#### What you have to do
Print the records below exactly, leaving out nothing.

#### Dataset entries

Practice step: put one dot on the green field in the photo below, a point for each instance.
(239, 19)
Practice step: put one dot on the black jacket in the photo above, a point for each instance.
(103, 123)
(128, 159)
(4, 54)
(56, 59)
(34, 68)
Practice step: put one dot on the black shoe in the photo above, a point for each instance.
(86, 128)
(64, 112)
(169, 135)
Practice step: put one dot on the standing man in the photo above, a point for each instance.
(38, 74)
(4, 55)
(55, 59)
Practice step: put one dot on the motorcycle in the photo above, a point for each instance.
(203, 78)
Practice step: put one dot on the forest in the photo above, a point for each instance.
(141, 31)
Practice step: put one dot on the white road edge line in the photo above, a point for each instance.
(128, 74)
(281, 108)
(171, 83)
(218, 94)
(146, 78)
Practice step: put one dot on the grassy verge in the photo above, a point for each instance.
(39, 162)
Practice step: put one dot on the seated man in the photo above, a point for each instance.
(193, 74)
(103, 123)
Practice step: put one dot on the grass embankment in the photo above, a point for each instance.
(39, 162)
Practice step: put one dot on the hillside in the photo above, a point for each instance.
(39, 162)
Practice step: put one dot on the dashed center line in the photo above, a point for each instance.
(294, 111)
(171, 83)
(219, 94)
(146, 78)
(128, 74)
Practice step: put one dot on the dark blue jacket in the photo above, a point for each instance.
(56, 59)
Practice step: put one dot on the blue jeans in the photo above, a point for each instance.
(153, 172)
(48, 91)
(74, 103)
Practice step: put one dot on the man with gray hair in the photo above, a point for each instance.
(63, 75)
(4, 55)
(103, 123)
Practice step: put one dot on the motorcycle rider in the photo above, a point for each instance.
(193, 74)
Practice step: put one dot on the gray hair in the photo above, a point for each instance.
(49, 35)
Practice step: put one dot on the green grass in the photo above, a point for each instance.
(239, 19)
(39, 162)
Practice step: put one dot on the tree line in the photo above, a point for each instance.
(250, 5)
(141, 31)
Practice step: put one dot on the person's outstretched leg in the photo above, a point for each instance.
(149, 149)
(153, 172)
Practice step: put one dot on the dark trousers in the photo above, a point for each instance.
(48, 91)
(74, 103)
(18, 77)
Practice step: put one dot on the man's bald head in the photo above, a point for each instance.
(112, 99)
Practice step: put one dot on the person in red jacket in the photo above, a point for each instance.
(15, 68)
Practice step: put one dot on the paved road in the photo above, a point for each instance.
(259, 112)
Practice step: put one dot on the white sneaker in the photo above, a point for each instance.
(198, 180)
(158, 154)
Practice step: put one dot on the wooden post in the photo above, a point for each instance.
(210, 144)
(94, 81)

#### Output below
Practice step: put one dot on the green field in the photo below, a point for each instance.
(239, 19)
Practice step: put one dot on the black jacket in the photo above, a point for each instance.
(103, 123)
(128, 159)
(4, 54)
(56, 59)
(34, 68)
Practice step: put one dot on the black shoe in the photo above, a point for each instance.
(86, 128)
(64, 112)
(169, 135)
Practice step: put one dot on the standing man in the photo above, a point for each instance.
(38, 74)
(4, 55)
(55, 59)
Practice step: put one dot on the motorcycle in the photo above, a point for each instance.
(203, 78)
Practice step: put one dot on the forest in the photo above, a point for each instance.
(141, 31)
Practice step: put one dot on the white road edge line in the photo above, a point for each instance.
(128, 74)
(281, 108)
(171, 83)
(218, 94)
(146, 78)
Practice step: put one dot on the grassy verge in the photo above, a point for each instance.
(39, 162)
Practice step: put one dot on the seated man in the photo above, a point for each instance.
(193, 74)
(103, 123)
Practice step: put one dot on the grass embankment in the photo above, a point for each instance.
(39, 162)
Practice step: put one dot on the hillside in the photo above, a point for each instance.
(39, 162)
Practice step: put one dot on the dashed center line in the photo above, a point for each instance.
(294, 111)
(171, 83)
(219, 94)
(146, 78)
(128, 74)
Practice step: put one dot on the dark blue jacket in the photo above, a point for each instance.
(56, 59)
Practice step: put one dot on the blue jeans in the photo above, a point for each instance.
(153, 172)
(48, 91)
(74, 103)
Practice step: put one dot on the man with gray hair in the photo above, a point for each instance.
(63, 75)
(4, 55)
(103, 123)
Practice step: put one dot on the motorcycle rider in the photo above, a point for each instance.
(193, 74)
Practice step: put one dot on the gray hair in the photo above, a point for each instance.
(49, 35)
Practice step: put one dot on the green grass in the photo above, a point for each instance.
(239, 19)
(39, 162)
Practice step: put one dot on the tree line in the photo above, a point for each instance.
(250, 5)
(141, 31)
Practice step: put one dot on the person's outstretched leg in the photo above, a point for each instance.
(149, 149)
(153, 172)
Practice step: put one dot on the dark trousers in the photo above, a point for each instance.
(48, 91)
(74, 103)
(18, 77)
Practice step: put one dot on the man's bald head in the photo above, a point for each instance.
(112, 99)
Practice step: put one dot on the person in red jacket in the photo above, a point for each instance.
(15, 68)
Practice step: put one dot on the paved road in the photo above, a point for each instance.
(259, 112)
Practice step: put one dot on the white sneaker in the photo above, a point for each instance.
(198, 180)
(158, 154)
Practice step: put one dot on the wooden post in the photo above, a point for each instance.
(210, 144)
(94, 81)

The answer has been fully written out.